Directions for this task:
Transcribe the line containing "chair with striped" and every line after it, exactly, through the end of the records.

Listed records:
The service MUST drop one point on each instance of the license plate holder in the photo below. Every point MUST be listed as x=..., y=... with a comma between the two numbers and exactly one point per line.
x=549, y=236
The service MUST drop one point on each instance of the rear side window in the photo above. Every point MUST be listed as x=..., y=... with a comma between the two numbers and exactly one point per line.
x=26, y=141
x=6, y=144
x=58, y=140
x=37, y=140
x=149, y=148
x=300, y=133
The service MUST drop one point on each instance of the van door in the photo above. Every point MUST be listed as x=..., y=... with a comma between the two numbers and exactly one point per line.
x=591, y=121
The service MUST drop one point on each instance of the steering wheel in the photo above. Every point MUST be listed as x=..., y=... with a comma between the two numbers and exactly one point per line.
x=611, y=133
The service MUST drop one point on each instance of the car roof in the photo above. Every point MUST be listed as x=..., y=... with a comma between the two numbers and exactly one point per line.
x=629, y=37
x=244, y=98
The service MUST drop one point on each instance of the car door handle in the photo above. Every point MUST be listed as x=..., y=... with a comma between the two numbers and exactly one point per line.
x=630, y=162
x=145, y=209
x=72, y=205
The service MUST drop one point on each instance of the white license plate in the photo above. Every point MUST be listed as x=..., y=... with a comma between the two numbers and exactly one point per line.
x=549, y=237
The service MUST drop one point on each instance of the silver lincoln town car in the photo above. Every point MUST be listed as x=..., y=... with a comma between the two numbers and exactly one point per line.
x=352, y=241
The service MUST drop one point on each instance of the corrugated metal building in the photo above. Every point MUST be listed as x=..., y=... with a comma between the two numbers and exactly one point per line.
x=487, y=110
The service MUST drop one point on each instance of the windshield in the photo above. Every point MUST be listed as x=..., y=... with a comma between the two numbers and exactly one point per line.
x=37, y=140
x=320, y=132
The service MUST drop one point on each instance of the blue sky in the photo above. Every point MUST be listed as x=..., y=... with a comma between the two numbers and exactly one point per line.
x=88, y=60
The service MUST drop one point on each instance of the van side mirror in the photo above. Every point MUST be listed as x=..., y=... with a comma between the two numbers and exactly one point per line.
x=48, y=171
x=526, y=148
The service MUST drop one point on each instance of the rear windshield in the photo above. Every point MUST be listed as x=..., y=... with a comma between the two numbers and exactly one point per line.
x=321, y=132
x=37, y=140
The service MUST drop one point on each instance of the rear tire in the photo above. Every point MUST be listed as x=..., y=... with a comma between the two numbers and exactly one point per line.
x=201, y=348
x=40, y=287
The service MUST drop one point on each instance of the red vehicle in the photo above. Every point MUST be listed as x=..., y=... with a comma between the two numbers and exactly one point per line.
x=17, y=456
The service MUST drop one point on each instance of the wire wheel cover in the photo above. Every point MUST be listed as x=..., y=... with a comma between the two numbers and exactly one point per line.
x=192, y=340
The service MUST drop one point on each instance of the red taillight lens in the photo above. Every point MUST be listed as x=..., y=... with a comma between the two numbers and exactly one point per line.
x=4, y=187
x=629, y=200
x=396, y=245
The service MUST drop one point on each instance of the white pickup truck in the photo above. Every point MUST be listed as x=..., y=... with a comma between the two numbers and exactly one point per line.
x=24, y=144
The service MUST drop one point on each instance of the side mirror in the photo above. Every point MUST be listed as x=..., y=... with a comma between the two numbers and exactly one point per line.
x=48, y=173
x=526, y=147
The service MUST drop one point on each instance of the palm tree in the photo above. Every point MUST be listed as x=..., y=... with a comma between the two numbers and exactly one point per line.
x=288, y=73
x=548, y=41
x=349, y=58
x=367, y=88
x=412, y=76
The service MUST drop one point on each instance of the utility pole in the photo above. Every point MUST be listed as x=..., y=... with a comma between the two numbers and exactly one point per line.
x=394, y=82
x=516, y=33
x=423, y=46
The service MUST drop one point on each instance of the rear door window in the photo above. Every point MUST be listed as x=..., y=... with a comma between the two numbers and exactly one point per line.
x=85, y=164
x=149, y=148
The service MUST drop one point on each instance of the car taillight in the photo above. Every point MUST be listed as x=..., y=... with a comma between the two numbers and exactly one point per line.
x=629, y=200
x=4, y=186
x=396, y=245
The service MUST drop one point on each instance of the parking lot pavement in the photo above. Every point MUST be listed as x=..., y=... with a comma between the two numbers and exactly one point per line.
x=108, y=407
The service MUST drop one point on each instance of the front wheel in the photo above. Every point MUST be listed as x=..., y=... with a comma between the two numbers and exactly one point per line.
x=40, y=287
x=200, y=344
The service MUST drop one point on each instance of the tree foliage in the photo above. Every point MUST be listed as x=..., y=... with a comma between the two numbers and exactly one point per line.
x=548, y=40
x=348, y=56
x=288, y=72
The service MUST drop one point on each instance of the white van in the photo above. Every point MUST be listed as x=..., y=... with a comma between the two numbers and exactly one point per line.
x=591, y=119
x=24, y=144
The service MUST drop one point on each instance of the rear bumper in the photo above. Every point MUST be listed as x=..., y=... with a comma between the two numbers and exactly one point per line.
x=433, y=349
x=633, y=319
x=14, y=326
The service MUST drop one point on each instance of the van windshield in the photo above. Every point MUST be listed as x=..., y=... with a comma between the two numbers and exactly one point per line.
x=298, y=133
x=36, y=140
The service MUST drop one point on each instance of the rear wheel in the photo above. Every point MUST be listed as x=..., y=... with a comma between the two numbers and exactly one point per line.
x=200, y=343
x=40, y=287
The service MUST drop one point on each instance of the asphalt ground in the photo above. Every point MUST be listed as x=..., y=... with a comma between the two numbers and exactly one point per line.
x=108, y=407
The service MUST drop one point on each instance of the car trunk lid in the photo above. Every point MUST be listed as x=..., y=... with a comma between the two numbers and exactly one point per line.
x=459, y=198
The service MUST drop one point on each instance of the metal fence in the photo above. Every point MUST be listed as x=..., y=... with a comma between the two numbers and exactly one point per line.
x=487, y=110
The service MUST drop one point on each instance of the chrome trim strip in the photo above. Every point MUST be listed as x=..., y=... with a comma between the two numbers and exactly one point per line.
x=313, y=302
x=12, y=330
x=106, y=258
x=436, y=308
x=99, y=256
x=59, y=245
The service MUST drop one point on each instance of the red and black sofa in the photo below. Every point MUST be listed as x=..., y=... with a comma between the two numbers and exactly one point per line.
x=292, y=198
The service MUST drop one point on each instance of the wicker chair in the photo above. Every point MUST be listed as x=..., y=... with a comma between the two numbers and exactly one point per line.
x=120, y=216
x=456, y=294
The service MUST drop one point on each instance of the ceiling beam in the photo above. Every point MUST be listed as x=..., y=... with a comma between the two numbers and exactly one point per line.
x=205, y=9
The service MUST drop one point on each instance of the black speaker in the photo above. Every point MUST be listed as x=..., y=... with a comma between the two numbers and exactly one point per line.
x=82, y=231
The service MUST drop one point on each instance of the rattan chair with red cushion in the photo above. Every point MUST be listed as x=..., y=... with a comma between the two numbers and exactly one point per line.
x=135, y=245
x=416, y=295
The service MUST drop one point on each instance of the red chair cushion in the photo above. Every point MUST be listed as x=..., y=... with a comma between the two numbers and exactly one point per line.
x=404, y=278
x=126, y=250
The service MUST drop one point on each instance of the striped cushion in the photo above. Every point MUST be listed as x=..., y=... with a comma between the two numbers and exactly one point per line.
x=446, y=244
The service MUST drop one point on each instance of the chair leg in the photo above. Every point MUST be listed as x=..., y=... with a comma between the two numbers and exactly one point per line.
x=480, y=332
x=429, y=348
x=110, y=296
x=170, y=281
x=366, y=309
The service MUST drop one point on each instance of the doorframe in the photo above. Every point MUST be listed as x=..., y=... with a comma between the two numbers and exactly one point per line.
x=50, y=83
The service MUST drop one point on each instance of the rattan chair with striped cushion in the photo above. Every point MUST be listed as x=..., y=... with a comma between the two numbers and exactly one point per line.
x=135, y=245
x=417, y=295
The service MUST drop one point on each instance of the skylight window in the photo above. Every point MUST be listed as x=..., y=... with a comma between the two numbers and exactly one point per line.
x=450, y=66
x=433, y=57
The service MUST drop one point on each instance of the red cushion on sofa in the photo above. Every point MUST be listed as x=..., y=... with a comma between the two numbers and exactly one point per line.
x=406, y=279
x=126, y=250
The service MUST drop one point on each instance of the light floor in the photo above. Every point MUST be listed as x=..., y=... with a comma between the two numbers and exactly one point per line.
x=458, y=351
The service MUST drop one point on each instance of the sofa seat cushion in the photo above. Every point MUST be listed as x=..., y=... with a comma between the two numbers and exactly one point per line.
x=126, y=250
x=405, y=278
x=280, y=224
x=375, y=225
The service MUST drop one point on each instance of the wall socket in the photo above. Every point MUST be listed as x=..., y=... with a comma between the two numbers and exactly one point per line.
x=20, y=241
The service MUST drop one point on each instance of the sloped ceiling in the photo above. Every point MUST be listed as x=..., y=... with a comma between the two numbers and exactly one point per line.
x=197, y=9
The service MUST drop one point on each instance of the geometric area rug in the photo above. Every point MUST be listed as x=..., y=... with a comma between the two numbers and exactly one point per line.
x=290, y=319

Task solution:
The service MUST drop one point on each instance of the rattan chair with striped cushion in the photo above. Every point MUST be listed as x=..., y=... with a comma between the two numbers and exactly one point per line.
x=135, y=245
x=417, y=295
The service MUST drop one point on each instance of the skylight window in the photo above. Every point MUST be listed as x=..., y=... with a comma between the two numbers and exactly one point per line.
x=450, y=66
x=433, y=57
The service MUST drop one point on each instance of the red cushion on sofa in the photo above. Every point MUST be listed as x=..., y=... with a comma between the two numbers and exactly one point per line.
x=406, y=279
x=126, y=250
The service MUST drop one point on each instance of the light floor in the photo above. Every point MUST be listed as x=..., y=... with a comma between the two numbers and exactly one point per line.
x=458, y=351
The service MUST drop one point on each instance of the sofa seat cushion in the photo above. Every point MUST be listed as x=..., y=... with a comma between the two numbers and exactly one point per line.
x=126, y=250
x=405, y=278
x=280, y=224
x=375, y=225
The service MUST drop one point on each instance of the wall socket in the photo above. Every point MUST be listed as x=..., y=... with a comma between the two numbers and exactly one point per line.
x=20, y=241
The service MUST drop one point on each instance of the sloped ceiling in the photo above. Every point MUST be listed as x=..., y=... with a comma between the two numbers and exactly one point per line.
x=197, y=9
The service MUST drop one point on each instance of the geometric area rug in the photo above. Every point MUST be listed as x=..., y=... with a comma between the two numbers and exactly one point per line.
x=290, y=319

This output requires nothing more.